▶ _WHAT THE EXERCISE ASKS_:
Please answer these from the security robot post below:
(a) Which item in the video concerned the writer?
(b) What two thermostat settings does the iPhone example give?
(c) What does GIGO stand for?

▶ _SUPPLIED TEXT_:

Racing is life... anything else is just waiting.
While I think (know) that robotics and automated data and function processing is one of the most fascinating areas of modern manufacturing and business (and the military), I agree that we have to take a closer look at what sort of data is being collected and what happens to that data. I can see the benefits of the K5 and devices like it (lower cost and likely greater efficiency than with human security guards), but the thing that I saw in their video that concerned me was this: "Behavioral Analysis". Several companies (Google, Apple, iRobot and others) are already working on something called predictive analytics. Based on inputs gained from audio and visual observations, they're trying to get devices to predict what you want to do or where you want to go. In other words, based on past habits and your present location, your iPhone might turn the heat up to 72 degrees in your house when you are within 10 miles and traveling in the direction of your house and turn it down to say 64 degrees once you have passed the 10 mile mark and traveling away from your house. This seems to follow that same overall concept - only it's focusing on whether or not you have in mind committing a crime, I guess. Where I have a concern would be its ability to cause a problem for an innocent person, whose actions might be misunderstood by the device. Can it differentiate between a couple having a "normal" argument while leaving a store and a guy who is in the process of assaulting an unknown woman in the parking lot of that same store? Would its default setting cause it to automatically call the police if it's not sure? Would it be better/worse, smarter/dumber than the average human security guard??? :dunno: I guess, like any computer, it'll follow the old GIGO (garbage in/garbage out) Rule.

▶ _DATASET_:

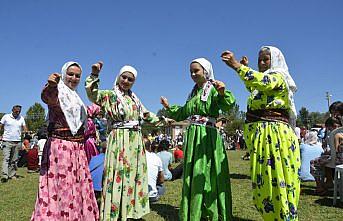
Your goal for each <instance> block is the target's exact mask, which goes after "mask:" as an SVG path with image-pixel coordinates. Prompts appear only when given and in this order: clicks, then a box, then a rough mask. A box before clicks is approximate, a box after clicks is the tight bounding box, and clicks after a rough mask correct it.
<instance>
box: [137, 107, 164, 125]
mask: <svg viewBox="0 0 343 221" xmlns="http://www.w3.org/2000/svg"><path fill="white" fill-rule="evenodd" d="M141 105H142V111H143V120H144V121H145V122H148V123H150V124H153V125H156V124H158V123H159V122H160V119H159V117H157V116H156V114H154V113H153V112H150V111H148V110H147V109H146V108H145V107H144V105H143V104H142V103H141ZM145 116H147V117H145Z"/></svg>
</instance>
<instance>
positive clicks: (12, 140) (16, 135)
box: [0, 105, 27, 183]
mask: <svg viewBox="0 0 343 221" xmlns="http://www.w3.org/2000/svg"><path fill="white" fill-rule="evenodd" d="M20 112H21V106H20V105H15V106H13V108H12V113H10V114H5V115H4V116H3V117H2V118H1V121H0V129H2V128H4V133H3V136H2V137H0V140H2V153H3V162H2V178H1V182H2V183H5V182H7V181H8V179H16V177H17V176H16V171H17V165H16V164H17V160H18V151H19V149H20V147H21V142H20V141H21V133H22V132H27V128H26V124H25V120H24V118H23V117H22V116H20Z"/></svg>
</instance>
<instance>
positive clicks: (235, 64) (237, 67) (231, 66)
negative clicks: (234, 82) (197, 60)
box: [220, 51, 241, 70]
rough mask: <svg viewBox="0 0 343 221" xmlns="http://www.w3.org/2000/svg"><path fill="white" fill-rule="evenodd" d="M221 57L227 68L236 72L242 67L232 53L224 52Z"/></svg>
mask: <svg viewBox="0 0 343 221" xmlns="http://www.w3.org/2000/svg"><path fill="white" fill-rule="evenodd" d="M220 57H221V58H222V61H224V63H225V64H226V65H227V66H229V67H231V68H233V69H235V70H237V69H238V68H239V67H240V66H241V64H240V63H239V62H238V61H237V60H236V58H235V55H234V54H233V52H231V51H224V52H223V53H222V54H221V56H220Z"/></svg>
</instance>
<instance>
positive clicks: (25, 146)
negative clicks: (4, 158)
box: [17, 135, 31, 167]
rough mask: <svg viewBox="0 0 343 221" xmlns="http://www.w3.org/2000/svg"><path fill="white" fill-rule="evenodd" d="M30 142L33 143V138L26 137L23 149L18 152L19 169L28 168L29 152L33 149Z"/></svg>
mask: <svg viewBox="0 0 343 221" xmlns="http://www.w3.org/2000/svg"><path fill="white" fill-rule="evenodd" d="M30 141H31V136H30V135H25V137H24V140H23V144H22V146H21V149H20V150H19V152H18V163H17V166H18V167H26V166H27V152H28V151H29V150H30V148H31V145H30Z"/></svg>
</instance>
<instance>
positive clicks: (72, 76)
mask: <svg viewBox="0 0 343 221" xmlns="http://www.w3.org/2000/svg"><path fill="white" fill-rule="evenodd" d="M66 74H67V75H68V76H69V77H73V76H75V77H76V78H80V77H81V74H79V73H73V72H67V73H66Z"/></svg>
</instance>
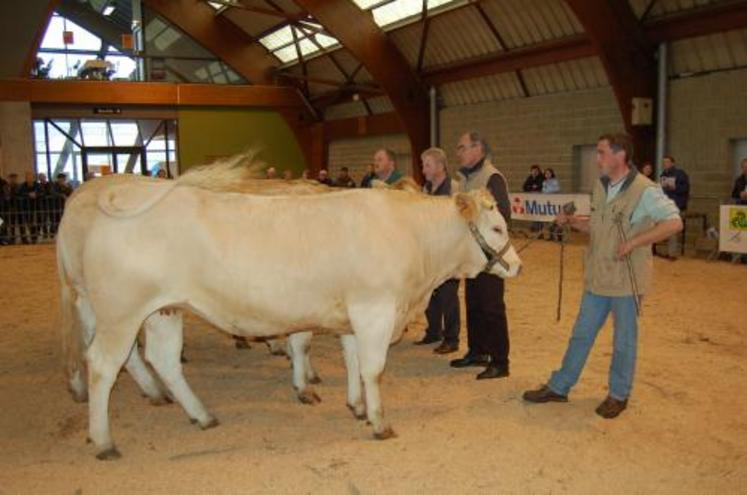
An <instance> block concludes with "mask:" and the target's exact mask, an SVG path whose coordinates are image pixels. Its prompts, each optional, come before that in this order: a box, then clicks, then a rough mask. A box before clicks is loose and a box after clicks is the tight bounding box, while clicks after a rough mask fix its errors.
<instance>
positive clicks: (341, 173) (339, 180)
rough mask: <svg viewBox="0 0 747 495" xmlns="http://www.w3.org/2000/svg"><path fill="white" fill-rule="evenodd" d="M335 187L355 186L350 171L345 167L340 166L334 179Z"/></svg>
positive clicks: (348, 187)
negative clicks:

▶ _TASK RESPONSE_:
(a) "Behavioral Analysis."
(b) 72 degrees when within 10 miles and heading toward the house, and 64 degrees once past the 10-mile mark and heading away.
(c) Garbage in/garbage out.